What is being asked | In the records below, find the line containing "In this exercise you will tag the ceiling fan"; restate it and every later line word for word, through the last.

Material provided |
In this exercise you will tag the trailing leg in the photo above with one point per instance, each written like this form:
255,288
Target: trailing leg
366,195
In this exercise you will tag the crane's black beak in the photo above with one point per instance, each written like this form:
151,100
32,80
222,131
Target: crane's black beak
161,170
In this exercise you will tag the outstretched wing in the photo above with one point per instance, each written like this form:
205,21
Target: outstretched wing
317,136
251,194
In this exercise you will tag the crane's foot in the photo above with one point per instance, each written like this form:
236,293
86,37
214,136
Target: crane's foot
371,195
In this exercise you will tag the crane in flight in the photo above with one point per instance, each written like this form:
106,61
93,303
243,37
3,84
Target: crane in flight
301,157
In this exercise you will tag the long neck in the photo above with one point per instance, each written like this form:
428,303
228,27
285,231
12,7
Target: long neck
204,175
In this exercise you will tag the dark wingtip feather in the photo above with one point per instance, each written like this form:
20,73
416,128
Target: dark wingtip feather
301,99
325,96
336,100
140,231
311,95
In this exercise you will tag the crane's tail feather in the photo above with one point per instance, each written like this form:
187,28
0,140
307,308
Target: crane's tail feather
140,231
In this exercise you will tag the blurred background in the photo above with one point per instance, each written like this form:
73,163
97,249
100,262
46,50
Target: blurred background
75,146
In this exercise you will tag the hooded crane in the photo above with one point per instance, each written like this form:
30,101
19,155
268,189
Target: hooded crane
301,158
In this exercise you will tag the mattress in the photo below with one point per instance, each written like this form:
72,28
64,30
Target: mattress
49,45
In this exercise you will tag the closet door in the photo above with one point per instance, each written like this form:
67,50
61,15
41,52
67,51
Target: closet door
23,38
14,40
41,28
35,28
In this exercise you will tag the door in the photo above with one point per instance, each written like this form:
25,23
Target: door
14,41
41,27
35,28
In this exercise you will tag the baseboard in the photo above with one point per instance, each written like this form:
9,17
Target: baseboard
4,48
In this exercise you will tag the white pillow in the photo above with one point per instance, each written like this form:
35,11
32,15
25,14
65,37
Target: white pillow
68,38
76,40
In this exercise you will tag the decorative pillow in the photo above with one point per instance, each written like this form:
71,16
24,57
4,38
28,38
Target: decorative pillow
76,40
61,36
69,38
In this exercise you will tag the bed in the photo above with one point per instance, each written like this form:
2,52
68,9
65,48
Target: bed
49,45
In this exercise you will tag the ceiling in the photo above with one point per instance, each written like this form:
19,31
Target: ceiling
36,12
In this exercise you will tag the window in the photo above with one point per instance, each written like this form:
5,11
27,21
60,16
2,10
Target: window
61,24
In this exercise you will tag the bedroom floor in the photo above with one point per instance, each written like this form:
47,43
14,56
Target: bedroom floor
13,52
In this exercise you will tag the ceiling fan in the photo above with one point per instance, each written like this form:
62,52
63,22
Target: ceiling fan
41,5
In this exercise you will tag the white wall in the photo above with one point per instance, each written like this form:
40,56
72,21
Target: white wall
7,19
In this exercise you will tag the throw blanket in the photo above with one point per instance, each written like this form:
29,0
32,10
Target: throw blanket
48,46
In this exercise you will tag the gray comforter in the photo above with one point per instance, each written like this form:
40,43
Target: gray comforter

Task response |
In this exercise you will tag the ceiling fan in the photo above with one point per instance, each written like this form:
62,52
63,22
Target: ceiling fan
41,5
In this exercise you will tag the white wall in the photo above with one point per instance, each written like this form:
40,56
72,21
Target: white wall
7,19
In this exercise you will tag the throw blanket in the photo above with one point per instance, each written like this form:
29,0
32,10
Target: throw blanket
48,46
In this exercise you will tag the gray comforter in the photo above with one point per instance, each written like this form:
40,43
Target: gray comforter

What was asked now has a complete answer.